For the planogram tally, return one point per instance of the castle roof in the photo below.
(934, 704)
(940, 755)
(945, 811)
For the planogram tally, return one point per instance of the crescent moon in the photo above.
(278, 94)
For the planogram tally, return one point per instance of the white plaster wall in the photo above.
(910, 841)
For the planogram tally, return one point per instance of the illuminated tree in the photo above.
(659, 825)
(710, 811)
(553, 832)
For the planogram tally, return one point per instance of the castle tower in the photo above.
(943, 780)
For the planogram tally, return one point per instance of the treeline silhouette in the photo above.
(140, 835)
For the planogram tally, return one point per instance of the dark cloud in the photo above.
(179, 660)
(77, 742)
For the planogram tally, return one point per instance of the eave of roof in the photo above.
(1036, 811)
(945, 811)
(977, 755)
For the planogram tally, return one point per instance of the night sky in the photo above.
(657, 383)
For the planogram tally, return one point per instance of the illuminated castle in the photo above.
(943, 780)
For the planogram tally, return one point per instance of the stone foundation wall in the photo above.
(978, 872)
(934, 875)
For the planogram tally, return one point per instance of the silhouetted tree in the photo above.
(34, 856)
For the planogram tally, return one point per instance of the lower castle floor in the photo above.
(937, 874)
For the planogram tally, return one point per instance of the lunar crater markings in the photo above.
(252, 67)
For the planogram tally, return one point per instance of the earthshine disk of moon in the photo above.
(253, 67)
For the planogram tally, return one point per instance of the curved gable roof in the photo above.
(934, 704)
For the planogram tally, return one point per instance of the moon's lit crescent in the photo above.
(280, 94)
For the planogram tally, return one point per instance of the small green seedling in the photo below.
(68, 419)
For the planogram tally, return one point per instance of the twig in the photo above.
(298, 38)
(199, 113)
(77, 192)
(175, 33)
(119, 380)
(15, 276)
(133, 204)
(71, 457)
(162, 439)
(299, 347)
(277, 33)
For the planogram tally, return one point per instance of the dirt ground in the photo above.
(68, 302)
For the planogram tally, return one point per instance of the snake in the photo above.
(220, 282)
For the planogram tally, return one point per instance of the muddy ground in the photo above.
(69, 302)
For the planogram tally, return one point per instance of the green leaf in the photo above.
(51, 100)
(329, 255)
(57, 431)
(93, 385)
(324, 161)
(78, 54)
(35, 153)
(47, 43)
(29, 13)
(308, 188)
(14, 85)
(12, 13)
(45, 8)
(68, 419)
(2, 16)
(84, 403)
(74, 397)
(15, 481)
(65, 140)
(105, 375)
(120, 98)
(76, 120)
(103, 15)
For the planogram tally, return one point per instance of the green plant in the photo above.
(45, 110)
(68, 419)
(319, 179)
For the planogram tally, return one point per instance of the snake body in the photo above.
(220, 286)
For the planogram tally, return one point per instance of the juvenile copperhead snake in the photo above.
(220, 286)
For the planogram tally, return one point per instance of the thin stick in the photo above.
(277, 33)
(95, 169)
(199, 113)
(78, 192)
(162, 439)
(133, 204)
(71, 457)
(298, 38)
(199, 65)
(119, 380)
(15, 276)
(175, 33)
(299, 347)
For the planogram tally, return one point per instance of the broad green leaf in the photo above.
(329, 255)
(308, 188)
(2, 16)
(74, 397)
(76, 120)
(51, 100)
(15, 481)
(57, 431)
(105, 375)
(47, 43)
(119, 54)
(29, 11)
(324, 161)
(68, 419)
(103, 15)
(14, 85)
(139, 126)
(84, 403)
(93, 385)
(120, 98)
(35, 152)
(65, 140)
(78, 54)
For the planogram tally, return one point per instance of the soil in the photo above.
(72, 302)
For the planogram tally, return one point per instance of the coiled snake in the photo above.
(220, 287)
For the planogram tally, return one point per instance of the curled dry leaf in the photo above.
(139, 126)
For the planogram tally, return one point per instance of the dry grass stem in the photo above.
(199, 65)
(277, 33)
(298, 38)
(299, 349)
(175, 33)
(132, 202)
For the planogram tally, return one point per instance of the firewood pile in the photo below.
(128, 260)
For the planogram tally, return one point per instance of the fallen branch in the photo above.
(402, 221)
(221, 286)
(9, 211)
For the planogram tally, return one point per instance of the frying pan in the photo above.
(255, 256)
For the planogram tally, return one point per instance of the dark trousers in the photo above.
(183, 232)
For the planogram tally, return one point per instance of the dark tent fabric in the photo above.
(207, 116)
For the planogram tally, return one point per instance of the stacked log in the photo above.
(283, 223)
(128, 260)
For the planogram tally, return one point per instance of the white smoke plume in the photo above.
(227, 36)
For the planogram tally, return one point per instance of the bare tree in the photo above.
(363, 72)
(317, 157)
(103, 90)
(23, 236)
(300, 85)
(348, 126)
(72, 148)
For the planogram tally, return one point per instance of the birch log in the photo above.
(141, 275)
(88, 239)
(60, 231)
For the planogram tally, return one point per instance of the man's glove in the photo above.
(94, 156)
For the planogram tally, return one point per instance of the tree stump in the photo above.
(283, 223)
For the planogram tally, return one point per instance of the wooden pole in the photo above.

### Task objective
Nothing in the records may be left out; copy them all exactly.

### Task solution
For the planogram tally, return one point per instance of the castle roof in the photo below.
(934, 704)
(940, 755)
(945, 811)
For the planogram tally, return one point per instance of the crescent moon in the photo above.
(278, 94)
For the planogram tally, return one point per instance of the white plaster wall in the photo above.
(910, 841)
For the planogram tally, return one point per instance of the illuminated tree in the photo above.
(659, 825)
(710, 811)
(553, 832)
For the planogram tally, return one point per instance of the castle tower in the photo above.
(943, 780)
For the planogram tally, return one point per instance of the treeline silhouette in the photo above.
(140, 835)
For the planogram tally, return one point per instance of the dark cloud in the photo above.
(179, 660)
(77, 742)
For the planogram tally, return one point per instance of the eave of roof in the photo above.
(1036, 811)
(945, 811)
(977, 755)
For the planogram tally, return one point per instance of the night sky in the photo above.
(657, 383)
For the planogram tally, return one point per instance of the illuminated castle in the photo above.
(943, 780)
For the planogram tally, return one point per instance of the stone foundation wall in the photo above.
(978, 872)
(934, 875)
For the planogram tally, return one point per instance of the silhouetted tree in the photo above.
(34, 856)
For the planogram tally, return one point per instance of the lower castle floor in the photo above.
(937, 874)
For the planogram tally, return one point per instance of the lunar crater markings in the photo above.
(252, 67)
For the planogram tally, return one point per instance of the earthshine disk of moon in the photo above.
(253, 67)
For the planogram tally, return one point per instance of the curved gable roof in the photo above.
(934, 704)
For the planogram tally, return one point per instance of the moon's lit crescent in the photo above.
(280, 94)
For the planogram tally, return one point per instance of the small green seedling in the photo below.
(68, 419)
For the planogram tally, return one point per instance of the twig in the photo above.
(298, 38)
(199, 113)
(77, 192)
(175, 33)
(119, 380)
(15, 276)
(133, 204)
(71, 457)
(162, 439)
(299, 347)
(277, 33)
For the planogram tally, return one point per instance of the dirt ground in the photo above.
(68, 302)
For the planogram tally, return one point per instance of the snake in the photo above.
(220, 282)
For the planogram tally, return one point per instance of the muddy ground in the photo above.
(69, 302)
For the planogram tally, return one point per instance of the green leaf in the photo above.
(51, 100)
(329, 255)
(57, 431)
(93, 385)
(324, 161)
(78, 54)
(35, 153)
(47, 43)
(29, 13)
(308, 188)
(14, 85)
(12, 13)
(45, 8)
(68, 419)
(2, 16)
(84, 403)
(74, 397)
(15, 481)
(65, 140)
(105, 375)
(120, 98)
(76, 120)
(103, 15)
For the planogram tally, return one point per instance of the green plant in the photo above.
(45, 110)
(68, 419)
(319, 179)
For the planogram tally, return one point per instance of the snake body in the photo above.
(220, 286)
For the planogram tally, return one point per instance of the juvenile copperhead snake in the photo above.
(220, 286)
For the planogram tally, return one point per instance of the thin stick in the photo above.
(277, 33)
(95, 169)
(199, 113)
(78, 192)
(162, 439)
(133, 204)
(71, 457)
(298, 38)
(199, 65)
(119, 380)
(15, 276)
(175, 33)
(299, 347)
For the planogram tally, return one point per instance of the broad green leaf in the photo above.
(329, 255)
(308, 188)
(2, 16)
(74, 397)
(76, 120)
(51, 100)
(15, 481)
(57, 431)
(105, 375)
(47, 43)
(119, 54)
(29, 11)
(324, 161)
(68, 419)
(103, 15)
(14, 85)
(139, 126)
(84, 403)
(93, 385)
(120, 98)
(35, 152)
(65, 140)
(78, 54)
For the planogram tally, return one point per instance of the soil in the photo above.
(72, 302)
For the planogram tally, return one point per instance of the coiled snake in the photo above.
(220, 287)
For the planogram tally, return one point per instance of the curled dry leaf in the photo above.
(139, 126)
For the planogram tally, return one point per instance of the dry grass stem in the photo above.
(199, 65)
(277, 33)
(298, 38)
(299, 349)
(175, 33)
(132, 202)
For the planogram tally, return one point per instance of the firewood pile in the photo below.
(128, 260)
For the planogram tally, return one point per instance of the fallen branch in the photo above.
(402, 221)
(221, 286)
(9, 211)
For the planogram tally, return one point per instance of the frying pan in the photo above.
(255, 256)
For the planogram tally, return one point per instance of the dark trousers in the photo above.
(183, 232)
For the planogram tally, return one point per instance of the dark tent fabric in the photo above.
(207, 116)
For the planogram tally, return one point per instance of the stacked log in the photo above.
(283, 223)
(128, 260)
For the planogram tally, return one point per instance of the white smoke plume in the photo above.
(227, 36)
For the planogram tally, return one point per instance of the bare tree in the photo above.
(363, 72)
(317, 157)
(103, 90)
(23, 236)
(300, 85)
(348, 126)
(72, 148)
For the planogram tally, return one point per instance of the birch log in the photo above.
(141, 275)
(88, 239)
(60, 231)
For the planogram tally, return one point per instance of the man's glove in the photo above.
(94, 156)
For the planogram tally, return one point per instance of the tree stump in the photo above.
(283, 223)
For the planogram tally, return one point per instance of the wooden pole in the photo above.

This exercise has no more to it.